■ **TEXTE À LIRE**:
===

Quatre témoins dont trois délégués effectifs et un suppléant sont venus témoigner de la situation précise où se trouvaient les Forges depuis le dépôt de bilan jusqu'à fin juin 1997. « Nous ne sommes pas une bande mais des délégués élus démocratiquement par les travailleurs. Si nous sommes une bande, alors Verhofstadt et Van Cauwenbergh et leurs gouvernement en sont aussi ». Compte-rendu d'audience de ce lundi 4 mars.

Le président du tribunal organise l'interrogatoire de chacun des témoins sur quatre points importants : les événements devant l'Hôtel de Ville du 20 décembre 1996 ; les faits d'Ittre et du Relais du Marquis (la « séquestration » du BSR Tellier et du curateur Zenner) ; l'attaque menée par la gendarmerie lors de la manifestation sur la bretelle d'autoroute de fin mars 1997 et finalement la soi-disant agression d'un automobiliste, faite par d'Orazio fin juin 1997.
Nous reproduisons ici des larges extraits du témoignage de Jean-Pierre Gotto, délégué des Forges et membre du Comité de Sécurité et d'Hygiène de l'entreprise.

Toutes les questions sont du juge sauf contre-indication

L'hôtel de ville de Tubize

Jean-Pierre Gotto. « Nous étions en haut des marches avec la Délégation syndicale . Le bourgmestre était en haut des marches. Sur les marches de l'hôtel de ville, il ne se passait rien. Je me trouvais en haut des marches à côté de d'Orazio. A un certain moment, il y a eu un remue-ménage sur la gauche de l'hôtel de ville, pas sur les marches de l'Hôtel de Ville. Alors qu'il n'y avait pas de raison, quelqu'un a tiré le bourgmestre vers l'intérieur et immédiatement après, il y a eu une projection de gaz, genre gaz moutarde. J'ai été personnellement touché avec D'Orazio. Le Samu a dû venir pour les premiers soins à l'intérieur de l'Hôtel de Ville. Par la suite, le bourgmestre a reçu la délégation dont je faisais partie.

===

■ **TRAVAIL À FAIRE**:
**1)** Répondez à ces questions sur le compte-rendu d'audience :
(a) Combien de témoins sont venus témoigner, et quelle était leur qualité ?
(b) Quelles fonctions Jean-Pierre Gotto exerçait-il aux Forges ?
(c) Qui a dû intervenir pour donner les premiers soins à l'intérieur de l'Hôtel de Ville ?
**2)** Poursuivez le compte-rendu d'audience à partir de sa dernière phrase, dans le même ton.
Les enregistrements qui suivent n'ont aucun lien avec le compte-rendu d'audience.

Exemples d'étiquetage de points
===

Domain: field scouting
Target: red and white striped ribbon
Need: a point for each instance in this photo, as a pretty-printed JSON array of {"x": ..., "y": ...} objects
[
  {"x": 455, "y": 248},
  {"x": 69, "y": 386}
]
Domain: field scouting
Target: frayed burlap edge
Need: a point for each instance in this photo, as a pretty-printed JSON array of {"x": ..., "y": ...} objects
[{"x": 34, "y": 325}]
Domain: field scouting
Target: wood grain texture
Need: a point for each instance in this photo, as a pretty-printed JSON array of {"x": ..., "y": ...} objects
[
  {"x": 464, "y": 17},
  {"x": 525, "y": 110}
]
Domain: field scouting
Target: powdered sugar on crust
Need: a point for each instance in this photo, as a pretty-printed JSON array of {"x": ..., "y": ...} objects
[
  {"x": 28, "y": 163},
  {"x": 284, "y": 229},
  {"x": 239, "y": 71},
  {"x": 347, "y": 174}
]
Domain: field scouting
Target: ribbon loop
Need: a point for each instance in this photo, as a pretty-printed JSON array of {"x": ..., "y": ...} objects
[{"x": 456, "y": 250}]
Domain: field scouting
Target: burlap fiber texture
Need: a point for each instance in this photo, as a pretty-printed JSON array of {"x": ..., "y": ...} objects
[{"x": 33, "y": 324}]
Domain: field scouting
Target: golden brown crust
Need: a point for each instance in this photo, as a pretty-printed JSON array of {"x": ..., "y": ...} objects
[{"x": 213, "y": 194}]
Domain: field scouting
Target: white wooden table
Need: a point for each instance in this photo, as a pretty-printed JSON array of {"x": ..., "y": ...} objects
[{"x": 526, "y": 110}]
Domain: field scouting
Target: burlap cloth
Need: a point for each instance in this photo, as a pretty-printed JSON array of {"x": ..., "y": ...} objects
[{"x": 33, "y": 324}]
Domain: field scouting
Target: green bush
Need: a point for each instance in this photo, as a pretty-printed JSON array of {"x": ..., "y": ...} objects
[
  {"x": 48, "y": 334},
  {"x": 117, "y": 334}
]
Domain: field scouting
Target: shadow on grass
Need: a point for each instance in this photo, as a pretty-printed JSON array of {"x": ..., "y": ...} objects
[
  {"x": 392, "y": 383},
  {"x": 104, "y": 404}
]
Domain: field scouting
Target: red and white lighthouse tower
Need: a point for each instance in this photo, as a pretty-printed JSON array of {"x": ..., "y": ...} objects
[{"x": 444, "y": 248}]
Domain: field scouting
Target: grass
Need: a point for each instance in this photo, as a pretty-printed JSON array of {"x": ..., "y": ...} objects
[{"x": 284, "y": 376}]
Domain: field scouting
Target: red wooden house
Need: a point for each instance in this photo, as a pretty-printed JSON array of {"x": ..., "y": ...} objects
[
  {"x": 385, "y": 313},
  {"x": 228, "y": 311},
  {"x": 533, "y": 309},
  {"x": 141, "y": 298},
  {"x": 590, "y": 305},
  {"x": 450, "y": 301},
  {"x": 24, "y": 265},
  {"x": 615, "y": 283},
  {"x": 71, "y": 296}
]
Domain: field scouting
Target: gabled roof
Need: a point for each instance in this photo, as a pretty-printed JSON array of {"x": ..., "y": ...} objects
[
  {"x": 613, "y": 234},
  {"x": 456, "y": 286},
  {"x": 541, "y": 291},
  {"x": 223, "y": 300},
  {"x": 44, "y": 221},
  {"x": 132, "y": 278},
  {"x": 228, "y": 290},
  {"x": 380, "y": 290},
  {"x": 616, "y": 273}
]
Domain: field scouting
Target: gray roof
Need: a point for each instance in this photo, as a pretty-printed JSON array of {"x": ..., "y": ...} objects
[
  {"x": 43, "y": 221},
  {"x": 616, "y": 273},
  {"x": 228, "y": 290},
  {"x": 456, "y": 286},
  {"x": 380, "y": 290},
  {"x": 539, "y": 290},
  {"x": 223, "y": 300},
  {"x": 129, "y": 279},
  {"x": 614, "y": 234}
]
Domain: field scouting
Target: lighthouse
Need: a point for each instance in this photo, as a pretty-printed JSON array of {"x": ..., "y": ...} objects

===

■ **CORRIGÉ DES EXERCICES**:
**1)**
(a) Quatre témoins : trois délégués effectifs et un suppléant.
(b) Il était délégué des Forges et membre du Comité de Sécurité et d'Hygiène de l'entreprise.
(c) Le Samu.

**2)**
Je n'ai pas constaté que certains travailleurs se soient dirigés vers le commissariat de police. De l'endroit où je me trouvais sur les marches de l'Hôtel de ville, je ne pouvais pas voir. J'ai appris par la suite que des incidents ont eu lieu (un travailleur a été prendre un appareil photo des mains d'un gendarme qui photographiait la foule, ndlr) mais je ne suis pas un témoin direct. Je suis resté tout le temps avec D'Orazio. Je n'ai pas entendu D'Orazio donner des instructions aux travailleurs pour aller chercher l'appareil photo. Je n'ai pas davantage entendu D'Orazio proférer des menaces. »

Pourquoi est-il nécessaire d'avoir un entretien avec le bourgmestre ?

JPG. « Parce que après le dépôt de bilan (l'ensemble des responsables avaient abandonné l'usine, ndlr), l'inspection nous avait dit que le responsable était la commune. Nous voulions voir le bourgmestre pour discuter avec lui du dernier salaire non perçu et des mesures qu'il fallait prendre pour assurer la sécurité de Clabecq et de Tubize.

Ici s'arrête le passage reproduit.